*Prompt:*
Work out how many lines in the entries below contain the string "keypoint". Reply with that figure alone.

*Dataset content:*
--------------------------------------------------
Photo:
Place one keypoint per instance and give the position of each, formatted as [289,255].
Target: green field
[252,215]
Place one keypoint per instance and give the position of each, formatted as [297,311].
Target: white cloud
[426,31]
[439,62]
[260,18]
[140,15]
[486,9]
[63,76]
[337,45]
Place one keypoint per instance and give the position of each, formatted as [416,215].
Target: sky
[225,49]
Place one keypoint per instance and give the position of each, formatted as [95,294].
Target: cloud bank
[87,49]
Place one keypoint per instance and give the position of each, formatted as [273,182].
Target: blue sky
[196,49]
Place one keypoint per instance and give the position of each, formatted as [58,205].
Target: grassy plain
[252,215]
--------------------------------------------------
*Task result:*
6